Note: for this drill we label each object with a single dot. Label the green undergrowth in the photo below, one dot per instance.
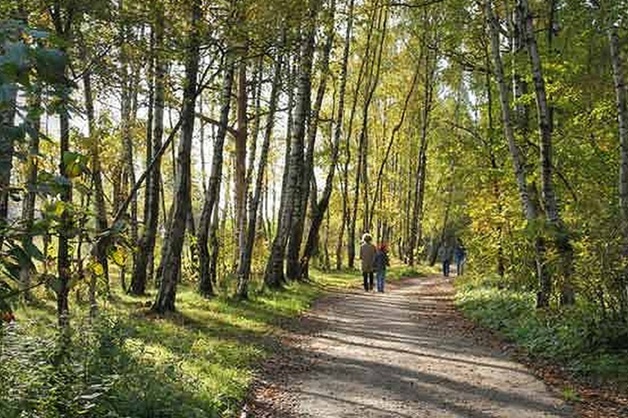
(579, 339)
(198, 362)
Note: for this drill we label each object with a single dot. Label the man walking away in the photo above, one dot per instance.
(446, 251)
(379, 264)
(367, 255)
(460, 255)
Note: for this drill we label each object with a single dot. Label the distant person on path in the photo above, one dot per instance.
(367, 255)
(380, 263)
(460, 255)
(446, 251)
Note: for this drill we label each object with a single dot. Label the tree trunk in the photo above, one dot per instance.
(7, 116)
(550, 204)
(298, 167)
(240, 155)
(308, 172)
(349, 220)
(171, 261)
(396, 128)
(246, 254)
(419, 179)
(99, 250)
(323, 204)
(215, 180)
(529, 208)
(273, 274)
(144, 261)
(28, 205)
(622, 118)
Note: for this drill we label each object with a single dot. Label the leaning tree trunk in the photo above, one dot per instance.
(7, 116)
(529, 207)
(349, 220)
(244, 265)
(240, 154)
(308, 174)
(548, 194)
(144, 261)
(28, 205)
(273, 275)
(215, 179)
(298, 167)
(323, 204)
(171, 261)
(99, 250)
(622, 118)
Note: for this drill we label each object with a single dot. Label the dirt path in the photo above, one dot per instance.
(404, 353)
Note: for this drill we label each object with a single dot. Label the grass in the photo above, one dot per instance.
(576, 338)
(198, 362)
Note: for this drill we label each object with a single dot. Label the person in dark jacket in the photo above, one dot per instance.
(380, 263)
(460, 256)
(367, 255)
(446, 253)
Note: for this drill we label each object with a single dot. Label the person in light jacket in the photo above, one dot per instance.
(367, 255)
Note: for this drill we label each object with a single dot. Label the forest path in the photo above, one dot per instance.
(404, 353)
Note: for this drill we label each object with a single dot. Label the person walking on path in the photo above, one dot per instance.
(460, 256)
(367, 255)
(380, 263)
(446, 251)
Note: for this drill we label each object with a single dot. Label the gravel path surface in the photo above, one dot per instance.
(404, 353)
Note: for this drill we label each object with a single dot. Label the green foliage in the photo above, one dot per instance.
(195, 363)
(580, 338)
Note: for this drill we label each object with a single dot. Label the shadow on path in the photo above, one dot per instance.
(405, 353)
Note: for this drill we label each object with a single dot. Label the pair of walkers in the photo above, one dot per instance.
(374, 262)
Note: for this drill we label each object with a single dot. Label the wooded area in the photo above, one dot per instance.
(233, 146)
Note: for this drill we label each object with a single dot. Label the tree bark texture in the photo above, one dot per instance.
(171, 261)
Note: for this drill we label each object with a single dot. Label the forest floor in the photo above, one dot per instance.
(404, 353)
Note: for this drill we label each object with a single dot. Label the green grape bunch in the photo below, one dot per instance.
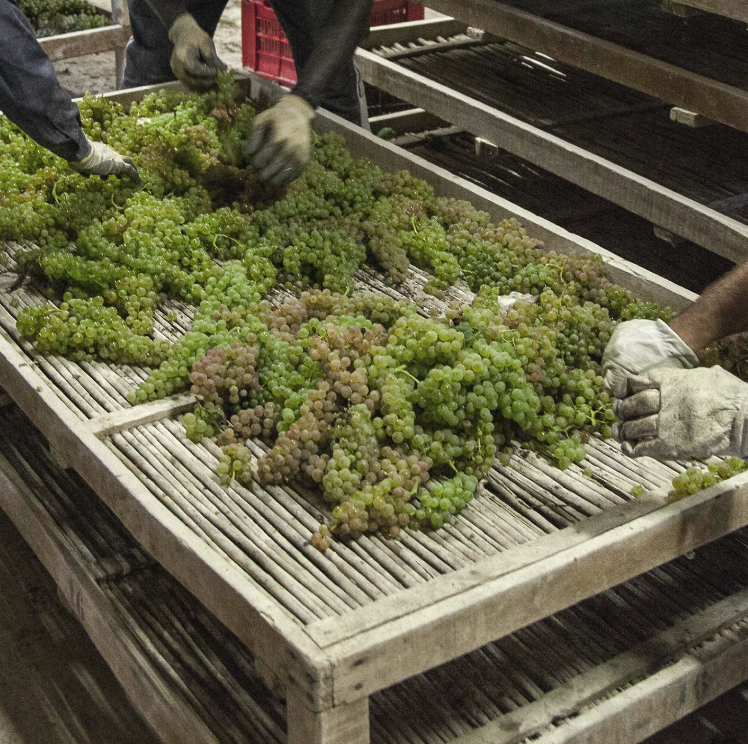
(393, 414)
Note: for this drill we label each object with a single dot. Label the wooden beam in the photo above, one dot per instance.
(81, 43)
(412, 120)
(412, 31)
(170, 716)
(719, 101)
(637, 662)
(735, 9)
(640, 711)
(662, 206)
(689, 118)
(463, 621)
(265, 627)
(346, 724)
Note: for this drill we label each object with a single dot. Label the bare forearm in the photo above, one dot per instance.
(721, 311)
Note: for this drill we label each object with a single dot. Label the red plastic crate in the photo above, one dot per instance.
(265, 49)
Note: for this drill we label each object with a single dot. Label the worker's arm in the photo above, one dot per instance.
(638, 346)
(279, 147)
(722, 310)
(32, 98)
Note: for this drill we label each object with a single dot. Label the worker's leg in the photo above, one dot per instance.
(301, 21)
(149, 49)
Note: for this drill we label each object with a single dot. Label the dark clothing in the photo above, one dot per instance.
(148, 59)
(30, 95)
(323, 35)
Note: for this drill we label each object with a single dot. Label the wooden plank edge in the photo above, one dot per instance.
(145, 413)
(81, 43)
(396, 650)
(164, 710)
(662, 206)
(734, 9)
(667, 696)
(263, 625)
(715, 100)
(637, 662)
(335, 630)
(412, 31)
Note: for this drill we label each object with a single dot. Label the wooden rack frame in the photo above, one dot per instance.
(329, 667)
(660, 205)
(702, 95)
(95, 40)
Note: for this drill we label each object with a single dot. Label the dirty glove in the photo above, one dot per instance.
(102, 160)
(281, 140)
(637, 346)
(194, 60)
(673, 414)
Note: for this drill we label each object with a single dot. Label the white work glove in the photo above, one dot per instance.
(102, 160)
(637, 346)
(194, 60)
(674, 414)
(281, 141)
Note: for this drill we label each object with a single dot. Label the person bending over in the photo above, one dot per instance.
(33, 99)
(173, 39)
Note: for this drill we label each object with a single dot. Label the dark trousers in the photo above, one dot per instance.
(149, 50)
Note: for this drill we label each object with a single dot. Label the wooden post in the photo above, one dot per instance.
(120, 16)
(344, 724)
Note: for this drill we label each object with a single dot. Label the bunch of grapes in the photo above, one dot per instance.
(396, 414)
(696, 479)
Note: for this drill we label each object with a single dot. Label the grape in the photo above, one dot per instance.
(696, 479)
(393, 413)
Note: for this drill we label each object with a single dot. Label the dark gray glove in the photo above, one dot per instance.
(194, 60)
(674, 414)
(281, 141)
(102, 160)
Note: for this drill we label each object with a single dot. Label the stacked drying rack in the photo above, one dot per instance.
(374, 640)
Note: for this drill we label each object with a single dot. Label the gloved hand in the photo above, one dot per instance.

####################

Repeat the data in full and exactly. Omit pictures.

ANSWER FOR THE TASK ::
Note: for this drill we label each object with a single dot. Label the green undergrowth in the photo below, one dot per instance.
(579, 339)
(198, 362)
Note: for this drill we label each object with a single dot. Label the man walking away in the photo above, one dot per instance.
(446, 251)
(379, 264)
(367, 255)
(460, 255)
Note: for this drill we label each object with a single dot. Label the distant person on path in the photo above, one dot per instance.
(367, 255)
(380, 263)
(460, 255)
(446, 251)
Note: for this drill we label each object with a single dot. Label the tree trunk in the photo above, one dot per instance.
(7, 116)
(550, 204)
(298, 167)
(240, 155)
(308, 172)
(349, 220)
(171, 261)
(396, 128)
(246, 254)
(419, 179)
(99, 250)
(323, 204)
(215, 180)
(529, 208)
(273, 274)
(144, 261)
(28, 205)
(622, 118)
Note: for this drill we label each object with a single dot. Label the leaning tree trunk in the photo above, one dot per instance.
(7, 116)
(529, 207)
(349, 220)
(244, 265)
(240, 154)
(308, 174)
(548, 194)
(144, 261)
(28, 205)
(273, 275)
(215, 179)
(298, 167)
(323, 204)
(171, 261)
(99, 250)
(622, 118)
Note: for this drill we label each object with a single dot. Label the dirt path in the photo above, one dot per instance.
(404, 353)
Note: for this drill we label each object with a single dot. Label the grass in the photo above, one dot per instance.
(576, 338)
(198, 362)
Note: for this drill we label each object with a single dot. Label the person in dark jacket in the photo above, one dot per instance.
(380, 263)
(460, 256)
(367, 255)
(446, 253)
Note: for this drill we label each object with a single dot. Label the person in light jacket in the photo above, one dot per instance.
(367, 255)
Note: for this drill we label each object with a single dot. Label the forest path in the photo above, one dot per instance.
(404, 353)
Note: for this drill we label each object with a single dot. Label the person walking on path in the photo above, one dot per instance.
(460, 256)
(367, 255)
(380, 263)
(446, 251)
Note: for this drill we label each object with a single dot. Label the gravel path surface in the photo above, one dot per instance.
(404, 353)
Note: for this drill we label each object with a single dot. Label the green foliage in the photo above, one dot per instance.
(195, 363)
(580, 338)
Note: for this drill we label each object with a single dot. Label the shadow on path in the photo above, one dot per instance.
(405, 353)
Note: for this drill we label each object with a single dot. Label the pair of walkers in the photo above, one dot per instance.
(374, 262)
Note: for this drill we label each object with a single dot. Label the wooded area in the photo above, one dot per instance.
(233, 146)
Note: for this drill we label each object with a single dot. Label the tree bark texture in the photo above, one dot per instance.
(171, 261)
Note: for this drill we label each object with a single dot. Label the forest floor in the photo above, one dot per instance.
(404, 353)
Note: for this drill we label each object with a single dot. Label the green grape bunch in the photo below, one dot per instance.
(393, 414)
Note: for this drill we label each object with a single dot. Label the wooden beam in the photo above, one dot per instance.
(81, 43)
(412, 120)
(412, 31)
(170, 716)
(719, 101)
(637, 662)
(735, 9)
(640, 711)
(662, 206)
(689, 118)
(463, 621)
(265, 627)
(346, 724)
Note: for this drill we label each object with a single dot. Label the bare forearm in the photo above, one dot per instance.
(721, 311)
Note: for this drill we label each object with a single dot. Label the red plastic crate in the photo above, one dot per instance.
(265, 49)
Note: for this drill we label each object with a single dot. Label the worker's arm in the photo above, one dot per instance.
(638, 346)
(279, 147)
(722, 310)
(32, 98)
Note: for this drill we label each object with a single dot. Label the worker's leg in the photo above, one dot per instance.
(301, 21)
(149, 49)
Note: for this drill we label each object with a single dot. Label the dark clothing in the photo above, one dot per instance.
(148, 59)
(30, 95)
(323, 35)
Note: for this drill we label each object with a single dot. Label the wooden plank edge in the photo above, one dot per instance.
(145, 413)
(81, 43)
(396, 650)
(164, 710)
(662, 206)
(734, 9)
(667, 696)
(263, 625)
(715, 100)
(637, 662)
(335, 630)
(412, 31)
Note: for this drill we label each object with a single dot. Label the wooden rack frame in the photo above, one dot per instance.
(329, 667)
(660, 205)
(702, 95)
(95, 40)
Note: for this drill we label each object with a single dot. Label the dirty glove in the photo above, one dot per instance.
(102, 160)
(281, 140)
(637, 346)
(194, 60)
(673, 414)
Note: for this drill we label each object with a single dot. Label the white work glove in the photo above, one dot per instance.
(102, 160)
(637, 346)
(194, 60)
(674, 414)
(281, 141)
Note: for this drill we label each object with a single dot. Label the person bending over in the photo above, one dot per instance.
(33, 99)
(173, 39)
Note: for this drill we label each object with a single dot. Label the dark trousers in the photo above, one dot per instance.
(149, 50)
Note: for this drill we label each object with a single dot. Label the wooden post in the photo above, one dot per instance.
(120, 16)
(344, 724)
Note: for this drill we label each object with a single dot. Label the bunch of grapes in the photo above, one dot per instance.
(396, 414)
(696, 479)
Note: for this drill we label each object with a single dot. Label the grape in the photo above, one dot per instance.
(696, 479)
(393, 413)
Note: for this drill we label each object with a single dot. Label the dark gray glove in the photo above, one dot per instance.
(194, 60)
(674, 414)
(281, 141)
(102, 160)
Note: for this drill we label each object with a single dot. Label the stacked drying rack in the photo above, one dot per instance.
(374, 640)
Note: for this drill we label each object with a single dot. Label the gloved hand in the photo above, one dot per instance.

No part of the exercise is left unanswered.